■ **Page text**
══════
A subject having a vasospasm is a subject who presents with diagnostic markers and symptoms associated with vasospasm. Diagnostic markers include the presence of blood in the CSF and/or a recent history of a subarachnoid hemorrhage. Vasospasm associated symptoms include paralysis on one side of the body, inability to vocalize the words or to understand spoken or written words, and inability to perform tasks requiring spatial analysis. Such symptoms may develop over a few days, or they may fluctuate in their appearance, or they may present abruptly.
MR angiography and CT angiography can be used to diagnose cerebral vasospasm. Angiography is a technique in which a contrast agent is introduced into the blood stream in order to view blood flow and/or arteries. A contrast agent is required because blood flow and/or arteries are sometimes only weakly apparent in a regular MR or CT scan. Appropriate contrast agents will vary depending upon the imaging technique used. For example, gadolinium is a common contrast agent used in MR scans. Other MR appropriate contrast agents are known in the art. Transcranial Doppler ultrasound can also be used to diagnose and monitor the progression of a vasospasm. As mentioned earlier, the presence of blood in the cerebrospinal fluid can be detected using CT scans. However, in some instances where the amount of blood is so small as to not be detected by CT, a lumbar puncture is warranted.
══════
■ **Listed records**
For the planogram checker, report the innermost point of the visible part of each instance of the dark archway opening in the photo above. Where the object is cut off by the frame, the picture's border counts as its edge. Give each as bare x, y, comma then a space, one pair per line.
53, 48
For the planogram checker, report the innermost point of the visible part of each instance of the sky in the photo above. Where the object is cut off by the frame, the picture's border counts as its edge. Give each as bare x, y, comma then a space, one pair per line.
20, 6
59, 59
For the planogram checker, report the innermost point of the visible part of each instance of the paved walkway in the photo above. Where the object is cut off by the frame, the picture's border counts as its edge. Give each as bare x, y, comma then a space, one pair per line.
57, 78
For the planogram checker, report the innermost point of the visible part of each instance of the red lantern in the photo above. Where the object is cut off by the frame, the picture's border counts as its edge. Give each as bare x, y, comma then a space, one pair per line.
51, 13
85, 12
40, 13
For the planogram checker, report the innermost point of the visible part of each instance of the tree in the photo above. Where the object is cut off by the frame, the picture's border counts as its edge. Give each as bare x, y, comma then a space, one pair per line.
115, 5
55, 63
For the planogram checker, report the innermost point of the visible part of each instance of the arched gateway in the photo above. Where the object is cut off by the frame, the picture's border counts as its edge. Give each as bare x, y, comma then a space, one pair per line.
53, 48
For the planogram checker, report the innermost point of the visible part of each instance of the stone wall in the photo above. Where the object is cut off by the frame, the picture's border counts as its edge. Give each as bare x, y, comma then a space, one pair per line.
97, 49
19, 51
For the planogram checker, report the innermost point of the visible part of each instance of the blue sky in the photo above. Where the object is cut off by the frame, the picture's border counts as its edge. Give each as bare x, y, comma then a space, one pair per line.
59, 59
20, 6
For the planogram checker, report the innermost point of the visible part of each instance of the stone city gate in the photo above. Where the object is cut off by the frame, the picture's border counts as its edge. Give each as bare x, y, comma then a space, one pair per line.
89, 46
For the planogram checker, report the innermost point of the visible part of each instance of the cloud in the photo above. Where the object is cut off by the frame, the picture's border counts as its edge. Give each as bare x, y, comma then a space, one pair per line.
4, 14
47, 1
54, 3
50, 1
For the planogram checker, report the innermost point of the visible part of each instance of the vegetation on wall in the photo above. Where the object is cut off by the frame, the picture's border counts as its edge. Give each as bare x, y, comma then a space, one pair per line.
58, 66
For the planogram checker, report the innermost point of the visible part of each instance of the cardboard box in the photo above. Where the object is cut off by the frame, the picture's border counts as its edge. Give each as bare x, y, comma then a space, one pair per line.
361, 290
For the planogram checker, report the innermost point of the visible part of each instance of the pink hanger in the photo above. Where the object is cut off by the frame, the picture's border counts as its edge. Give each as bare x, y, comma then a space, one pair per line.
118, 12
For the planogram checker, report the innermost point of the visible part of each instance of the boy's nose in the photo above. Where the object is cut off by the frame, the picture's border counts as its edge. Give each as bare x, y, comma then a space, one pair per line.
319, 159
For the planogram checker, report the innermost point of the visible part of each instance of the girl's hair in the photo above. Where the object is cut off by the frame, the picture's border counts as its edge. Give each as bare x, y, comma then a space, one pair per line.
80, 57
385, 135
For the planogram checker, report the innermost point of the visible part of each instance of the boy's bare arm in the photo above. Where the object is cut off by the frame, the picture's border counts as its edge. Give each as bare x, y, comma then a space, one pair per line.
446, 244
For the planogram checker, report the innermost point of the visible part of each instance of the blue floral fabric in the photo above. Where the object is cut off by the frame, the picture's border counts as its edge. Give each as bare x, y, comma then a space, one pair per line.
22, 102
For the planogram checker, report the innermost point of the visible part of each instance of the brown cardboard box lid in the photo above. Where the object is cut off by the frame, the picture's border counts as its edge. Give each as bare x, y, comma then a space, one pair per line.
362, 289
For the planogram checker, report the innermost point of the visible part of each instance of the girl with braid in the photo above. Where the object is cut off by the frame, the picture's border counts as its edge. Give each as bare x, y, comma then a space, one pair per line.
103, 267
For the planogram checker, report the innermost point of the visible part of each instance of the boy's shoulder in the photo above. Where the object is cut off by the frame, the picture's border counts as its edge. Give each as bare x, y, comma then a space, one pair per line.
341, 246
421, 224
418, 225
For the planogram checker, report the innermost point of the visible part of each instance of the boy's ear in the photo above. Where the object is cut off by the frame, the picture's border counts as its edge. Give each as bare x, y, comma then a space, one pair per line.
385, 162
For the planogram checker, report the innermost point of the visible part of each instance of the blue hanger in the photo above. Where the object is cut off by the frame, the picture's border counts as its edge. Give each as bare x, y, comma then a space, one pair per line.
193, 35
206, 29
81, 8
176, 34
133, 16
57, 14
══════
■ **Problem 1**
From the vasospasm passage, list every test or scan it names as a way to diagnose or monitor vasospasm or to detect blood in the cerebrospinal fluid.
■ **Problem 2**
Write the next part of the passage on cerebral vasospasm, picking up after its final sentence about lumbar puncture.

■ **Task answer 1**
- MR angiography
- CT angiography
- Transcranial Doppler ultrasound
- CT scans
- Lumbar puncture

■ **Task answer 2**
Vasospasm is a frequent source of secondary stroke and the delayed ischemic deficits that usually develop within the first 2 weeks after hemorrhage (Mendelow et al., 1988). At present, there are significant limitations to the treatment of aneurysmal SAH-induced cerebral vasospasm. Current therapeutic options include intracranial angioplasty, triple-H (hypervolemia, hemodilution, and hypertension) therapy, and oral administration of nimodipine as vasospasm prophylaxis. However, because the majority of patients who suffer SAH either die or become permanently disabled, there is substantial room for improvement in treatment strategies for this group of patients (Allen et al., 1983).
Nimodipine was introduced as a therapeutic agent for the prophylaxis of vasospasm based on findings of a small randomized clinical trial in the U.S. (Allen et al., 1983) and a large trial in the United Kingdom (Pickard et al. 1989). Both trials revealed modest improvements in neurological outcomes following nimodipine administration. Although the drug is accepted as the standard of care, the mechanism by which it works remains controversial. In addition to causing vascular relaxation, nimodipine may also serve as a neuroprotectant by blocking early neuronal calcium influx in the setting of acute ischemia (Inzitari et al., 2005; Korenkov et al., 2000). However, despite an improvement in functional outcome, no difference in angiographic vasospasm was observed between treatment and placebo in several trials (Allen et al., 1983; Petruck et al. 1988; Pickard et al. 1989). Thus, new drugs for the effective treatment and prevention of SAH and other cerebral hemorrhages are much desired.